* YOUR INSTRUCTIONS
Reproduce the records below verbatim, starting at the line containing "[point] every instance of the umbrella handle" and ending at the last line of the records, both included.

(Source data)

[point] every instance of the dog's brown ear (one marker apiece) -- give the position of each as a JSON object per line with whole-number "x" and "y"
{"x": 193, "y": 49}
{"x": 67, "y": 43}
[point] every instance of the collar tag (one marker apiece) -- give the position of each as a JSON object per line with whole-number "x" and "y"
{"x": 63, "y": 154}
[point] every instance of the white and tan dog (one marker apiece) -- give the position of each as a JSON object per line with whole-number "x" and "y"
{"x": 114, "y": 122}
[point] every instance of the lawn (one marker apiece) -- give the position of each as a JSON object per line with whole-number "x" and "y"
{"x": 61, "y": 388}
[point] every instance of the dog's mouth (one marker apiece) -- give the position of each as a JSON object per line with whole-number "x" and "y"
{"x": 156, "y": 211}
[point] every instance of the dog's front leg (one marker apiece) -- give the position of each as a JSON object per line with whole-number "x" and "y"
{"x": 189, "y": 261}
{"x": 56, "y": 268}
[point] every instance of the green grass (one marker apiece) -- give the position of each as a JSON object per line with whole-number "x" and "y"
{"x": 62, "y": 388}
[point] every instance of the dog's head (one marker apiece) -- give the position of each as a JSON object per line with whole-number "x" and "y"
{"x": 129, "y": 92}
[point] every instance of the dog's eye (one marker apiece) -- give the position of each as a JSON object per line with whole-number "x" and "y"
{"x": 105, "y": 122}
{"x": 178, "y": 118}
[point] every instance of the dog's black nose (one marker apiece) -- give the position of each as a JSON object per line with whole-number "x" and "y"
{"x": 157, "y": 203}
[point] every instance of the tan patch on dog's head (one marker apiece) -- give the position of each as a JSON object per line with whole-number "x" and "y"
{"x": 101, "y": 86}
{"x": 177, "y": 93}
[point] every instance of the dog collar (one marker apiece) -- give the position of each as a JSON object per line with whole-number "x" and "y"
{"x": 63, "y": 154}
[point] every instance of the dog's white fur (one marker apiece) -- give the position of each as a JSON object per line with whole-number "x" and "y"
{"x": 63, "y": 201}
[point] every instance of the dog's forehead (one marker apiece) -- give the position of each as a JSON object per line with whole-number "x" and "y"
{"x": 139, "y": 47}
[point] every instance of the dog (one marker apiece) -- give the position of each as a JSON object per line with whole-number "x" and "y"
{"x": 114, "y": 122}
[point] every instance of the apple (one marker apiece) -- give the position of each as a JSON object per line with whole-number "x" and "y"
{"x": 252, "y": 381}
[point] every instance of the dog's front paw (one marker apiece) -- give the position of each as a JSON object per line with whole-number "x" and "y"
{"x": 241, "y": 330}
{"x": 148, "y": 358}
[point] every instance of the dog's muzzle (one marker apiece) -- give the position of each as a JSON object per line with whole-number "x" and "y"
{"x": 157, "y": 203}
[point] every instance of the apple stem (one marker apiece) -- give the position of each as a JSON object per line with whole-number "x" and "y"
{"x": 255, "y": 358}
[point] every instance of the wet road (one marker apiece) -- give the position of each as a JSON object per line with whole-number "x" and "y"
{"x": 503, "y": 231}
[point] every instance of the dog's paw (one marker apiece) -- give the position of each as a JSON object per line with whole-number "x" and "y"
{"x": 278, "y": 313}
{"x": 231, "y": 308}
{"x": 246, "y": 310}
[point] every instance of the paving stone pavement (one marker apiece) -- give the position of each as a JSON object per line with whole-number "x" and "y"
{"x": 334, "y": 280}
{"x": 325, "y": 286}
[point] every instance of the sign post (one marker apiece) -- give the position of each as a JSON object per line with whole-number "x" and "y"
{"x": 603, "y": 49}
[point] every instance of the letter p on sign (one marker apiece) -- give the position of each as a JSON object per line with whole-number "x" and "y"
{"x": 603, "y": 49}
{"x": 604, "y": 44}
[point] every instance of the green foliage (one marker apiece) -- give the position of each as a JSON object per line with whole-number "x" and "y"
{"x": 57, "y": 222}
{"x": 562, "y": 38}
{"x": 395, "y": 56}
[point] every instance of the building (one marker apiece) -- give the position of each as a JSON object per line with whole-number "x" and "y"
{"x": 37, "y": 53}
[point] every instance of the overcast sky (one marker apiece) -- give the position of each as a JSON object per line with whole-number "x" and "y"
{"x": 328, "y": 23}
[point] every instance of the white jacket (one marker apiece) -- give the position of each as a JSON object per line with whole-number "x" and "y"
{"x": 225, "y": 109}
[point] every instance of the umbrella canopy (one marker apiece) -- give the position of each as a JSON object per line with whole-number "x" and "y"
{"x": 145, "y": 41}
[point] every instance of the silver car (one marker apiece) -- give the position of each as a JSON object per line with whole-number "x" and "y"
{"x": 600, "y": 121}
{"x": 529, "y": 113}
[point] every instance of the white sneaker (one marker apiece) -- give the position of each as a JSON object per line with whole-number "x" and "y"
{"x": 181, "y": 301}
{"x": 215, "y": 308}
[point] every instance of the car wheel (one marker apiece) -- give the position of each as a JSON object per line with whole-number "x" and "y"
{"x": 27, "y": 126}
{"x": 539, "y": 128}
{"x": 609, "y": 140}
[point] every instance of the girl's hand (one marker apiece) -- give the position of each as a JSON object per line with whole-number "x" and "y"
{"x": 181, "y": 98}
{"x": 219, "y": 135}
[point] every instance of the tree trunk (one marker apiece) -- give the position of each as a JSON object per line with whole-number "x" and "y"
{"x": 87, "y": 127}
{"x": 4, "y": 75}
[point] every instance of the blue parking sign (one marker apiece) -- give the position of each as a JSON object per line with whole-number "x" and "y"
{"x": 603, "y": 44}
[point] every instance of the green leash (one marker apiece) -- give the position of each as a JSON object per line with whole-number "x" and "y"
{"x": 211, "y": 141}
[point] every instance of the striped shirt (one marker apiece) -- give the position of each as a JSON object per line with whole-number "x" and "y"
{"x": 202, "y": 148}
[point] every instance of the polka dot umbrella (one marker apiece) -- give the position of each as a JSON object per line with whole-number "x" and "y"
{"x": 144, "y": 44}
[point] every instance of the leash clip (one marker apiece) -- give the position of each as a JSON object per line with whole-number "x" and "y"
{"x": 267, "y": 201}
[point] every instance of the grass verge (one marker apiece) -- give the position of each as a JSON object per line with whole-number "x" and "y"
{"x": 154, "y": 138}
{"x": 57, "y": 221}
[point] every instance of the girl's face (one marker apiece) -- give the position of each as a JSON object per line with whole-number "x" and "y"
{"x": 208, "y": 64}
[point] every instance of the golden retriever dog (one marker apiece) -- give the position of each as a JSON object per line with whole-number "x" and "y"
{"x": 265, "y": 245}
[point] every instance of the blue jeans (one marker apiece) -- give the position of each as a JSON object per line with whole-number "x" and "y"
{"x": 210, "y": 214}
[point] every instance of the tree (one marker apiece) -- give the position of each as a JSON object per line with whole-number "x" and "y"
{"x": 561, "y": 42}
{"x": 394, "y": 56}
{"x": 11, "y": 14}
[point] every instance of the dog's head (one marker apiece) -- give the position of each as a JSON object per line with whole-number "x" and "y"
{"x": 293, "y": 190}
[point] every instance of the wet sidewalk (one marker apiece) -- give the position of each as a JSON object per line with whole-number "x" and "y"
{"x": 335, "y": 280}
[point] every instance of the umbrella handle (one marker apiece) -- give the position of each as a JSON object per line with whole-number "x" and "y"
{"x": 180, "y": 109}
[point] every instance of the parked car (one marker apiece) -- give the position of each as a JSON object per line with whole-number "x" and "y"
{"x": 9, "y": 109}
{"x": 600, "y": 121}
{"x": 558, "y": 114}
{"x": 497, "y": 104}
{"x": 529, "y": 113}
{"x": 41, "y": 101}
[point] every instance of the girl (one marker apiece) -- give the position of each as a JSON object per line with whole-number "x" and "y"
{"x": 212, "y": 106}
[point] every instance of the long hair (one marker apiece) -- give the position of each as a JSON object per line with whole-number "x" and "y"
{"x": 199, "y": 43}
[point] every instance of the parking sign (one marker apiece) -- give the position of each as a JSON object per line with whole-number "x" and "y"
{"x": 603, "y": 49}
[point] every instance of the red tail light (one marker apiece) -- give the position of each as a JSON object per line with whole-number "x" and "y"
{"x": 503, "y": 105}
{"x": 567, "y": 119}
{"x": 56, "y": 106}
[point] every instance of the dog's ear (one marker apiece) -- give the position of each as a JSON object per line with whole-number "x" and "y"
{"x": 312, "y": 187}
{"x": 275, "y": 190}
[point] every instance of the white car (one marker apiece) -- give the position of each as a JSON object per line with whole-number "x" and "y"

* WRITTEN SOLUTION
[point] every instance of the umbrella handle (one marker apiece) -- give the position of each as a JSON object per line with whole-number "x" and "y"
{"x": 180, "y": 109}
[point] every instance of the parked car (one marker apiece) -- give the position of each as a JSON object per line with whole-number "x" and "y"
{"x": 9, "y": 109}
{"x": 600, "y": 121}
{"x": 558, "y": 114}
{"x": 497, "y": 104}
{"x": 529, "y": 113}
{"x": 41, "y": 101}
[point] every instance of the girl (one marker apiece) -- give the position of each as a JSON object per line with whole-number "x" and "y"
{"x": 212, "y": 106}
[point] every instance of the long hair (one marker apiece) -- give the position of each as a JSON object per line with whole-number "x" and "y"
{"x": 199, "y": 43}
[point] every instance of the parking sign (one marker apiece) -- give the position of each as a JSON object per line with whole-number "x" and "y"
{"x": 603, "y": 49}
[point] every instance of the red tail light (one marker apiece) -- give the position of each as a JSON object per line with whole-number "x" and "y"
{"x": 503, "y": 105}
{"x": 567, "y": 119}
{"x": 56, "y": 106}
[point] every instance of the dog's ear (one marker apiece) -- give the position of each as a JSON object per line with whole-number "x" and "y"
{"x": 312, "y": 187}
{"x": 275, "y": 190}
[point] every instance of the white car (one marker apiece) -- give the position of each as a JSON object per line with whole-number "x" and "y"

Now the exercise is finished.